%%

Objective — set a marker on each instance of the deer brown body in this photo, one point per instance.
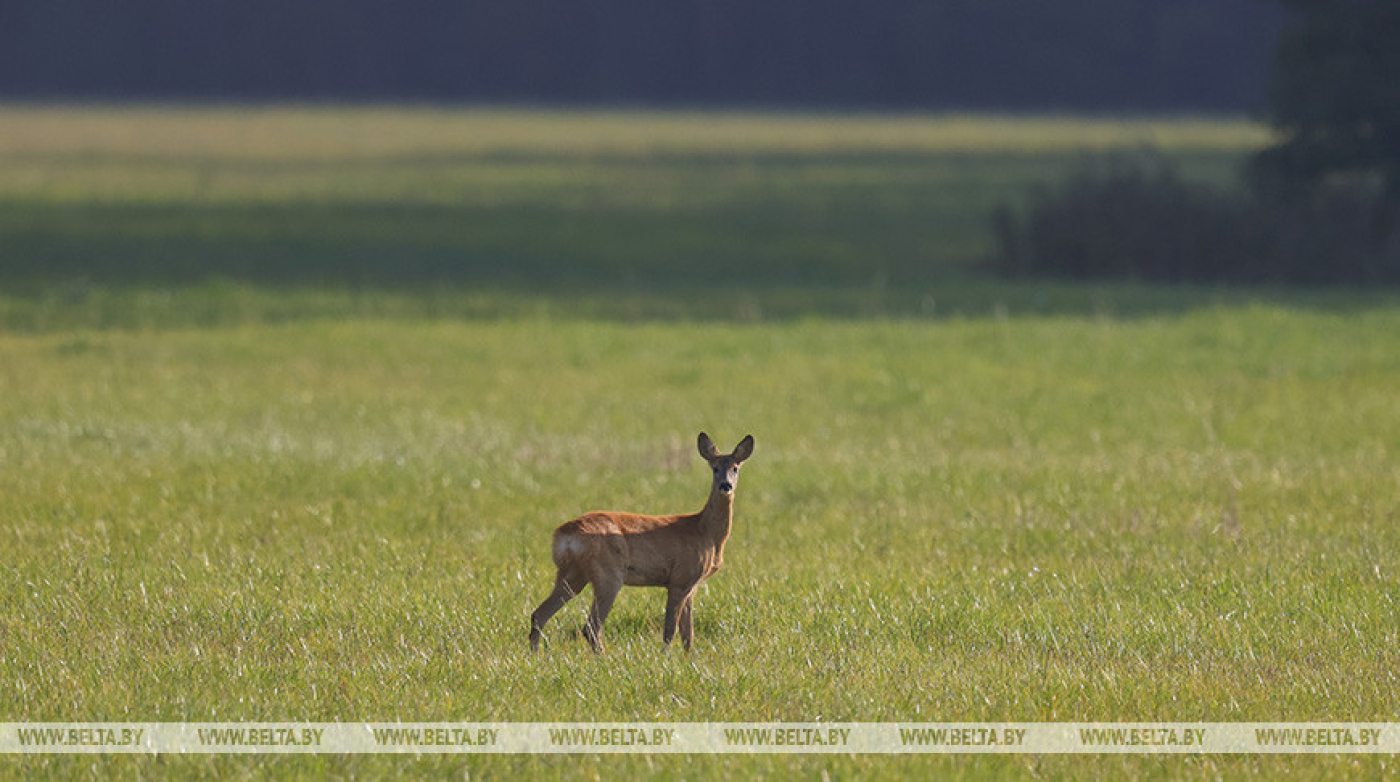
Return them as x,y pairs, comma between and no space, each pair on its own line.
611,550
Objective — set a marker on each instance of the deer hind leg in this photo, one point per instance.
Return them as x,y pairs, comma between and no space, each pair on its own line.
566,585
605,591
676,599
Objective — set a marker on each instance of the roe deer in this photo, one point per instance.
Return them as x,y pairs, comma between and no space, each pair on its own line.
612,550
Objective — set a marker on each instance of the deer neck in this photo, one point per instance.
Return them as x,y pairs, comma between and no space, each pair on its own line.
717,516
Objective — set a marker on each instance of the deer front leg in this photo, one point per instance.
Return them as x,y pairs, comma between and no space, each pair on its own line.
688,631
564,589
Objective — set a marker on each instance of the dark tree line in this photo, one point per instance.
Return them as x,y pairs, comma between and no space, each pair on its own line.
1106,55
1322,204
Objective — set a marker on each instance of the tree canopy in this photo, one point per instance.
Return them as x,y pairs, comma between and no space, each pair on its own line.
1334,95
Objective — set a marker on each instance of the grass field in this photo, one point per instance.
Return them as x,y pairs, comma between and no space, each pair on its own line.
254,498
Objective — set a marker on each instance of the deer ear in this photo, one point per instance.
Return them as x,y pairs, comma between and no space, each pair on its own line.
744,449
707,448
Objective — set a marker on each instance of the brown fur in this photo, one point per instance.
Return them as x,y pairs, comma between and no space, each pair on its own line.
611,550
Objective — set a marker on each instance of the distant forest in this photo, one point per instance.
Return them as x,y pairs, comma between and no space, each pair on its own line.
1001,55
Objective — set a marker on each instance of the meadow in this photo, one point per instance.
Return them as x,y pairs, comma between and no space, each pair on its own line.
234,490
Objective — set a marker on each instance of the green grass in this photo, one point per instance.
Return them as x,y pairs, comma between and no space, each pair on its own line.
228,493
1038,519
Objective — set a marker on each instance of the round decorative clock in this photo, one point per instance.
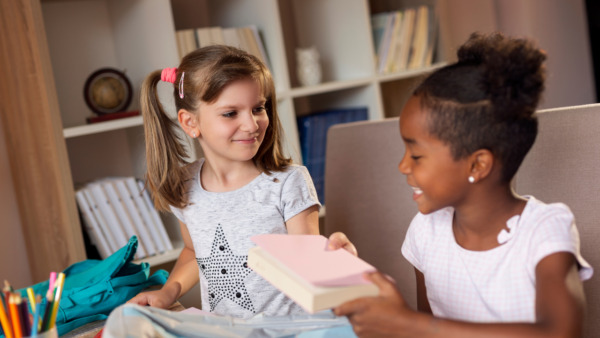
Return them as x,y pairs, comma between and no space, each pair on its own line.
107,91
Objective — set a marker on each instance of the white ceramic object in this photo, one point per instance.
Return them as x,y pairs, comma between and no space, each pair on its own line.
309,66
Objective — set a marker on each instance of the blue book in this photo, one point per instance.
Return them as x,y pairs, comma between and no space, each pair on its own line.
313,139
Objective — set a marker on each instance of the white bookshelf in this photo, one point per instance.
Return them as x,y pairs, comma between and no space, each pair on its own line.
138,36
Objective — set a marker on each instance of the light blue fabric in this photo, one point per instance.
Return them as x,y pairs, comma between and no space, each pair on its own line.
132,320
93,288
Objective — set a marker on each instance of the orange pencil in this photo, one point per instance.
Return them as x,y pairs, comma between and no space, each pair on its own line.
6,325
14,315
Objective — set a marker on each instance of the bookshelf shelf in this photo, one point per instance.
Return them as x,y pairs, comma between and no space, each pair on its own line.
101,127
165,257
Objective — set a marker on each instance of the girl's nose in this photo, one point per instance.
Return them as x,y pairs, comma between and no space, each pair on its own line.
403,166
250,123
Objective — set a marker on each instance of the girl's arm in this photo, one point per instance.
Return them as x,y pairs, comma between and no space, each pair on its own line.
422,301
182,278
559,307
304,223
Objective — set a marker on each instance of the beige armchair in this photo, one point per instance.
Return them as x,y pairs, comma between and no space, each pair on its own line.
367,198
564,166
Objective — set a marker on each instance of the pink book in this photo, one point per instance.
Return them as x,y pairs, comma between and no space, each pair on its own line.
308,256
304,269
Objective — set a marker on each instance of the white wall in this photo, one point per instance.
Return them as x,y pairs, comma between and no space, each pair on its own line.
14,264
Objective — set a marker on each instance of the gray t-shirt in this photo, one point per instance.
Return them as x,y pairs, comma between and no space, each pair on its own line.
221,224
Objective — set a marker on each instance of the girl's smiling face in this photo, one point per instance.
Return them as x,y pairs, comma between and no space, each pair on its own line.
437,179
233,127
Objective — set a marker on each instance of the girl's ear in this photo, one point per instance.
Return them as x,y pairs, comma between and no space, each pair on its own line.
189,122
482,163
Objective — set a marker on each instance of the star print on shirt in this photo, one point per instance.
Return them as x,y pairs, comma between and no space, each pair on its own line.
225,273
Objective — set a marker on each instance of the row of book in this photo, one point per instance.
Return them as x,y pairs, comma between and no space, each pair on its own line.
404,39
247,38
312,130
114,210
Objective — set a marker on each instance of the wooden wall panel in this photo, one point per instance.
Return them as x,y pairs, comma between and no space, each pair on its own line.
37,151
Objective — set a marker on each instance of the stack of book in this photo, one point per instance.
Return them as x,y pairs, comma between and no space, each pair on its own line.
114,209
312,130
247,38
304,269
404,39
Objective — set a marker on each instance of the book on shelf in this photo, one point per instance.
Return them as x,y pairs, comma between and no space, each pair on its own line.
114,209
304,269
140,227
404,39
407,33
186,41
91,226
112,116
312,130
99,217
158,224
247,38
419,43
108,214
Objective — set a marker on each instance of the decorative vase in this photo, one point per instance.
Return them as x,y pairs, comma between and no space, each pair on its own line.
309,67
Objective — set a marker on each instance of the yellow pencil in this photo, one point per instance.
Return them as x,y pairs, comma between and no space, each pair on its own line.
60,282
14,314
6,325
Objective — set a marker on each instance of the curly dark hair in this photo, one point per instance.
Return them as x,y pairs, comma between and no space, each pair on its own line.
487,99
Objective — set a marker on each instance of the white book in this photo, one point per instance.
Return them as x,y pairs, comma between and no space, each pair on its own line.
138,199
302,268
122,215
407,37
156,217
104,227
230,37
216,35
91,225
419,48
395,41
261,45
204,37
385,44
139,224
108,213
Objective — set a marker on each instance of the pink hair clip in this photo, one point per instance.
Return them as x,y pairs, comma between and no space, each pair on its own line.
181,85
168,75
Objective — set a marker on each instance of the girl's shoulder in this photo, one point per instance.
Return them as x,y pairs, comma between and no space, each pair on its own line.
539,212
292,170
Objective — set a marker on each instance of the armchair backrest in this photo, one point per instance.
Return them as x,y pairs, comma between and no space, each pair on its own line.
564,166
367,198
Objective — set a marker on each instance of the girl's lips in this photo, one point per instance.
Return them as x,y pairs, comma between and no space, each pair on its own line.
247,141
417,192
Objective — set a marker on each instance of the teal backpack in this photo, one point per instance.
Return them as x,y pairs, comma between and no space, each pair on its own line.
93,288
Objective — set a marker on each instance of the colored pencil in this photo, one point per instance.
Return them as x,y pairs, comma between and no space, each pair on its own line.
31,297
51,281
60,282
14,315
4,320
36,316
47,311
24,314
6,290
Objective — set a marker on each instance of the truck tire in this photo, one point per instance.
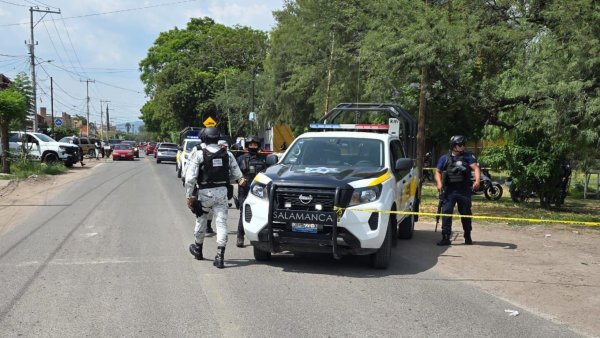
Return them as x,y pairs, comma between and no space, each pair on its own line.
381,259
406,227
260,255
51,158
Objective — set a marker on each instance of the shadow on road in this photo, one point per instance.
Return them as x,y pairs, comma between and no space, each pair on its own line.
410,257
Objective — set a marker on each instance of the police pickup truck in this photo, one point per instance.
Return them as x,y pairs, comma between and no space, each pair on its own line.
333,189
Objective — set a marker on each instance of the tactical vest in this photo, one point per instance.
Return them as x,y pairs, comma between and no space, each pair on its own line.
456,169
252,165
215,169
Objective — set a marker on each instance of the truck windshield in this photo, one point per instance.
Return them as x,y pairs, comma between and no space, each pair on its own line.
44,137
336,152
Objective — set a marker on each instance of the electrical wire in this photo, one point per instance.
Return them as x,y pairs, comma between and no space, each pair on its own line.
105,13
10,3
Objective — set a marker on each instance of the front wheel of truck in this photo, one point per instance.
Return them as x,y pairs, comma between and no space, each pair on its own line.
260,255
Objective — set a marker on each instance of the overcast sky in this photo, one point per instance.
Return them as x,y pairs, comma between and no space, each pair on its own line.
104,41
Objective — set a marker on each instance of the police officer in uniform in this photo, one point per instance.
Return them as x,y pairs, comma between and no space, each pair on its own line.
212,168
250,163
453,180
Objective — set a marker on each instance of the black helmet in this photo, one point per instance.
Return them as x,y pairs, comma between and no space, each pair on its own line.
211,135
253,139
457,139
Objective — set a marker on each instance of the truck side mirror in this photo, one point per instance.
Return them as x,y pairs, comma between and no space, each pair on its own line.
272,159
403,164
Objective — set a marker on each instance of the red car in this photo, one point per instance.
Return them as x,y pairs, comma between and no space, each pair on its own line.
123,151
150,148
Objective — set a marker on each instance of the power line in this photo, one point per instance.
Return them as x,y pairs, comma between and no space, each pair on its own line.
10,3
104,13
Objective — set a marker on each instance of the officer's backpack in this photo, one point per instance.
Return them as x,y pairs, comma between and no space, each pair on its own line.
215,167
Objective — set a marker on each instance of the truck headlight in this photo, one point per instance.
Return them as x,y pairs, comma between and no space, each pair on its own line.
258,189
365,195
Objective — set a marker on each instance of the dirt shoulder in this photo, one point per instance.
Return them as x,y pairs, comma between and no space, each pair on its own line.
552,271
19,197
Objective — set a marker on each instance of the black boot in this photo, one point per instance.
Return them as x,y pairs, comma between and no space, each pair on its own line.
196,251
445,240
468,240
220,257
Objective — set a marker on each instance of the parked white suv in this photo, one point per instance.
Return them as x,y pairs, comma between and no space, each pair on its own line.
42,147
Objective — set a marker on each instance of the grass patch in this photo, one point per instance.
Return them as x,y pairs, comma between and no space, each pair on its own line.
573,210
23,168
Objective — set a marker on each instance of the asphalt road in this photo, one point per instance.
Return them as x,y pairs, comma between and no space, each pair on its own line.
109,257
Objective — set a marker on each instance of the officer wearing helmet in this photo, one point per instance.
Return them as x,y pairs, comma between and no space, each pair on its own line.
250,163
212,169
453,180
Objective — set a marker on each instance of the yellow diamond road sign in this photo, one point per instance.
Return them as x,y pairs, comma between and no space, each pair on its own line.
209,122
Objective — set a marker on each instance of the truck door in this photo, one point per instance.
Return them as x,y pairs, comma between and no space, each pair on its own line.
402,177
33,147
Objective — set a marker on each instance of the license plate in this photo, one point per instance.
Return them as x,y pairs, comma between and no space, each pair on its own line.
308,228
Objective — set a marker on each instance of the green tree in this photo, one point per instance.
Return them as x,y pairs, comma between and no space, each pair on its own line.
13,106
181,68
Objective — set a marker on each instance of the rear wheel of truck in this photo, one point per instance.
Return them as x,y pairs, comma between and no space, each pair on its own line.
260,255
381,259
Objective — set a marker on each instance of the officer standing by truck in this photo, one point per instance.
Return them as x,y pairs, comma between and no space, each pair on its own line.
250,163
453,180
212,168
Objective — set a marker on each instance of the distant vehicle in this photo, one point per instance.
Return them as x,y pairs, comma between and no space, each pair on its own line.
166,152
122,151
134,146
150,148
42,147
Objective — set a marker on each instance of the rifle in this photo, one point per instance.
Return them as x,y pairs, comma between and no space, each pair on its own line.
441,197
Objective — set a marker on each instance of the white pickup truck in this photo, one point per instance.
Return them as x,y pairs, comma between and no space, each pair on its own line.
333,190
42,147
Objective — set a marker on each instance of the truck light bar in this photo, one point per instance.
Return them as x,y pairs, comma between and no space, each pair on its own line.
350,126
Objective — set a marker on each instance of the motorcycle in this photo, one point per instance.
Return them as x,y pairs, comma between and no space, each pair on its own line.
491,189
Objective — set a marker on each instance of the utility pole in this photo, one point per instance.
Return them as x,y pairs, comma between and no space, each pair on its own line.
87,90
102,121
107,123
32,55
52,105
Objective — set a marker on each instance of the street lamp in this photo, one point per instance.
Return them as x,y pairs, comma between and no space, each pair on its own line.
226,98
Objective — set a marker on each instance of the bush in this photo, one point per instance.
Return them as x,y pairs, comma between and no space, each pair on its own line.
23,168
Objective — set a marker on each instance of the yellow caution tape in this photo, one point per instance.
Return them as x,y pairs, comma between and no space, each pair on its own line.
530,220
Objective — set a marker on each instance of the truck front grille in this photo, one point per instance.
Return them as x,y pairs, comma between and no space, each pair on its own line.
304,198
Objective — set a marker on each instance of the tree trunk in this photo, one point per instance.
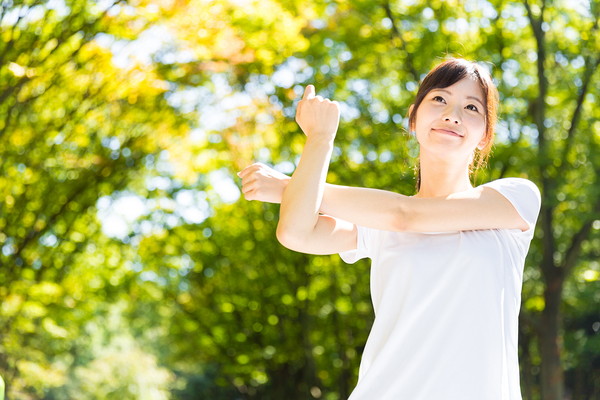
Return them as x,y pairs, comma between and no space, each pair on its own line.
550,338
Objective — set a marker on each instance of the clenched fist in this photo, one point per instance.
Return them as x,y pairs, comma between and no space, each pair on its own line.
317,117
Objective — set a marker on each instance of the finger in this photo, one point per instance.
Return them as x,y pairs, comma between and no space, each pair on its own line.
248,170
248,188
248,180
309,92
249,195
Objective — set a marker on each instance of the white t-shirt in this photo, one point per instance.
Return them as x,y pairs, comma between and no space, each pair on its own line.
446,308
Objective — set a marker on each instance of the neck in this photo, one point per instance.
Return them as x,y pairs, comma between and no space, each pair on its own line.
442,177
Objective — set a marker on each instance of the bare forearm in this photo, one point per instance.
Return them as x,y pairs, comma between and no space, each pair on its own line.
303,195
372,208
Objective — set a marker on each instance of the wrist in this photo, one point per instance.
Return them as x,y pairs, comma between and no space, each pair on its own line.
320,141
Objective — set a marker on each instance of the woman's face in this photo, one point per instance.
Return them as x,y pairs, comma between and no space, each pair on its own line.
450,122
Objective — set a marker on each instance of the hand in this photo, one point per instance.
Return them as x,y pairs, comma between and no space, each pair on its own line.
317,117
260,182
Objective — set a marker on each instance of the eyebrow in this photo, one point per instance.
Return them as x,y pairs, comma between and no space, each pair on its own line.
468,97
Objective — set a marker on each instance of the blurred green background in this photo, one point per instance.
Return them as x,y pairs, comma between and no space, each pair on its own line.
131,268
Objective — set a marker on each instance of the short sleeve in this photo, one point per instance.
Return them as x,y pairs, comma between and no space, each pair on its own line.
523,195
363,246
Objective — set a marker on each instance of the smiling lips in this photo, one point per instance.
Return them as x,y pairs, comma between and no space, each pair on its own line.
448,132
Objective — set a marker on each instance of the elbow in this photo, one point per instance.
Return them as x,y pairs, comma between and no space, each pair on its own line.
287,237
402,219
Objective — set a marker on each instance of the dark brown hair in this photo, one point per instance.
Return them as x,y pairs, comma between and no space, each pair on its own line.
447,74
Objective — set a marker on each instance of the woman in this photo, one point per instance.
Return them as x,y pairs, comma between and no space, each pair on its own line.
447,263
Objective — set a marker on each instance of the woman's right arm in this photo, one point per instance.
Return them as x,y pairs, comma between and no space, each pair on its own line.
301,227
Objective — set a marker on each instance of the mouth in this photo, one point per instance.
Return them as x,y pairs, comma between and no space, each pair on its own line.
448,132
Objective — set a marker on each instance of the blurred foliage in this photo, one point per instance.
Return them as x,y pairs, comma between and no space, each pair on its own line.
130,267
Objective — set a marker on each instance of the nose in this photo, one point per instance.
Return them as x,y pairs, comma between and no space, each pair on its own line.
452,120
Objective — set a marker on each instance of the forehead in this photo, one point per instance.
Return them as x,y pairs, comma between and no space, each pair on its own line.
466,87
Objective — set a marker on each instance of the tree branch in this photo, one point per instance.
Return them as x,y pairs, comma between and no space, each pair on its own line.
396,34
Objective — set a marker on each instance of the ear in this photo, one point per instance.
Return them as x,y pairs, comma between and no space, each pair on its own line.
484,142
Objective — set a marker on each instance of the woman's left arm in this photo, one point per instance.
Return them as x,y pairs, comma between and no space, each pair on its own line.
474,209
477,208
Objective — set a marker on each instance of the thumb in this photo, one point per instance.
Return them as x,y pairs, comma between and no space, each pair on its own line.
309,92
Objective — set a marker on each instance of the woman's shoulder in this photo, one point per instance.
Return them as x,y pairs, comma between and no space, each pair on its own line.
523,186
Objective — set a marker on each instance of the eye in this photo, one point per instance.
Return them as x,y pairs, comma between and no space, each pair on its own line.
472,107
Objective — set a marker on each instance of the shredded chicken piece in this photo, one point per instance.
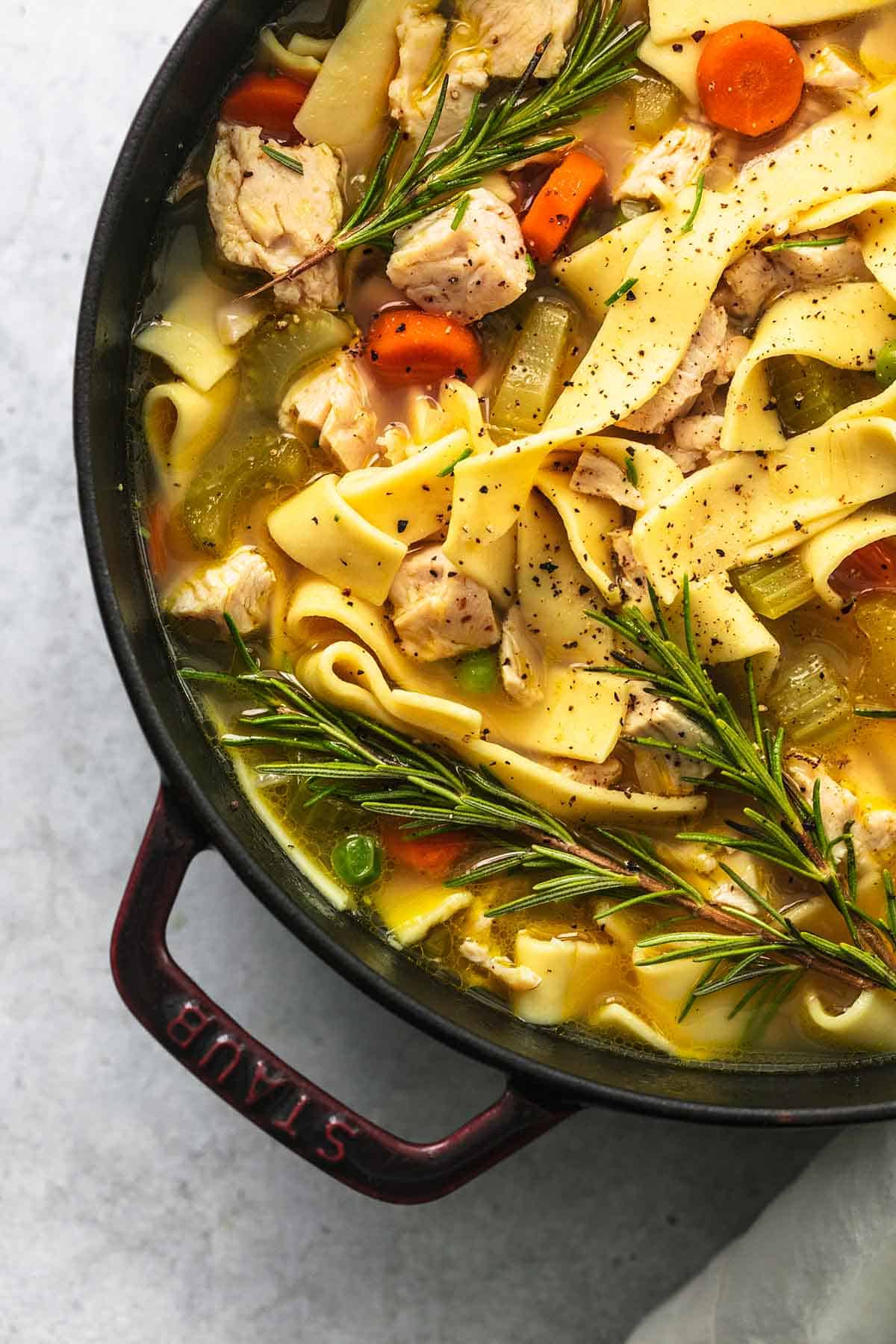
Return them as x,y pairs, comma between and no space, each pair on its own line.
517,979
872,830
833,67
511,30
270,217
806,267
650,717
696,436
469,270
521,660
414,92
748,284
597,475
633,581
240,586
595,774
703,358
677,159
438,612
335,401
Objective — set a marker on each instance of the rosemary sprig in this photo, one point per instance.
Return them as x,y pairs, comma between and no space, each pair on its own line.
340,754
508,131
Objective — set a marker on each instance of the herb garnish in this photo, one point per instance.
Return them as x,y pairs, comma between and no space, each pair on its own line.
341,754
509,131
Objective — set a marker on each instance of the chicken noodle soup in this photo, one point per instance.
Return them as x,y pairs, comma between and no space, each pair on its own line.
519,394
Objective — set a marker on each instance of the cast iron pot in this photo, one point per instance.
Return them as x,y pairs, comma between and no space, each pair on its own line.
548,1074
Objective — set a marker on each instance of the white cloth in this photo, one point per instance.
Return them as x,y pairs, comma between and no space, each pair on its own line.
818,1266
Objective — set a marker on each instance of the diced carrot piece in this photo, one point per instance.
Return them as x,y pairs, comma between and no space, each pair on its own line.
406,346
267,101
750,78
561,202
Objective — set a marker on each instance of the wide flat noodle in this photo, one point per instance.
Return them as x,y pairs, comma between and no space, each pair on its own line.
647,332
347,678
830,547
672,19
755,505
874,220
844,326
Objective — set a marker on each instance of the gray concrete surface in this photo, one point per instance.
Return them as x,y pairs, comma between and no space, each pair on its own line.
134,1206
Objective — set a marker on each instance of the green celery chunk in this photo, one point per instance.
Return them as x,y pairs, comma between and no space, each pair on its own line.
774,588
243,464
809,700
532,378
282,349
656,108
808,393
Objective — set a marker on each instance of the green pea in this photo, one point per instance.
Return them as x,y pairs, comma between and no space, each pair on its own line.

%%

▶ [Aim] Set out exactly the run of lines that begins at the line holding "surface in this photo, one point per instance." and ends at the last line of the data.

▶ [Finished answer]
Objective — set a marker on each instance of the gray concrete surface in this photo, one point per instance.
Return them as x,y pairs, comma between and no space, each pair on its own line.
134,1206
Objective — set a marker on each instance of the green celery chunk in this photo, one point per instance.
Return them as x,y pairs, comma between and no space, each pair on its own line.
774,588
243,464
809,700
532,378
282,349
656,108
808,393
Objective — set a marker on each instance of the green pea in this photo, one point per instance.
Return them as x,y pairs, comma between and no space, each pair on its own line.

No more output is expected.